> _Problem to work on_:
Switch every "Annotation task" in the entries below to "Labeling task" and write the entries out again with nothing else changed, leaving out the pictures.

(Pointing dataset entries)
● ● ● ● ● ● ●

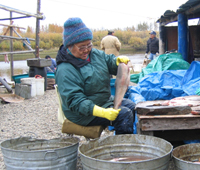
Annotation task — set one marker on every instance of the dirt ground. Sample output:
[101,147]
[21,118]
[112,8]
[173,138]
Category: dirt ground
[36,115]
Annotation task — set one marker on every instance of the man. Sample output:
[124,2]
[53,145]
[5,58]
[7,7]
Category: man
[82,76]
[152,46]
[51,68]
[111,44]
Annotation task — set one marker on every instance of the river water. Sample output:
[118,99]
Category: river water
[21,67]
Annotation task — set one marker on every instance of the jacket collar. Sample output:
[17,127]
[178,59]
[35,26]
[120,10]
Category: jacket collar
[63,56]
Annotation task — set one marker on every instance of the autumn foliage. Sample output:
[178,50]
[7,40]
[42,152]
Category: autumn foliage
[51,37]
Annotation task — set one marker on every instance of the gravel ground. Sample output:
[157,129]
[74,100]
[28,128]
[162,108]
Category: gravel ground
[37,115]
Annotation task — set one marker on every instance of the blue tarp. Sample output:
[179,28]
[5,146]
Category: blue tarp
[170,61]
[165,85]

● ● ● ● ● ● ●

> _Correct response_:
Labeling task — set one marker on every instance of the dirt ground. Sample output:
[101,147]
[21,118]
[112,8]
[173,138]
Category: dirt ground
[36,115]
Labeling task — set one marker on every instance of the man. Sample output:
[124,2]
[53,145]
[5,58]
[7,7]
Category: man
[82,76]
[152,46]
[51,68]
[111,44]
Labeling task — set one marker on every instance of the river water. Sample output:
[118,99]
Category: river water
[21,67]
Labeling task — set one marker on every instance of the jacket collar. Sample output:
[17,127]
[178,59]
[35,26]
[120,10]
Category: jacket collar
[63,56]
Labeling task — set one marker on every instance of the autumn foliage. Sample output:
[178,50]
[7,40]
[42,152]
Category: autumn foliage
[51,37]
Labeling task — set one marker on every instance of the gravel ground. Sample output:
[157,129]
[74,100]
[28,128]
[162,108]
Category: gravel ground
[37,115]
Labeling task — set one marker on every instance of the blue tarp. Sample output:
[179,28]
[5,146]
Category: blue tarp
[170,61]
[165,85]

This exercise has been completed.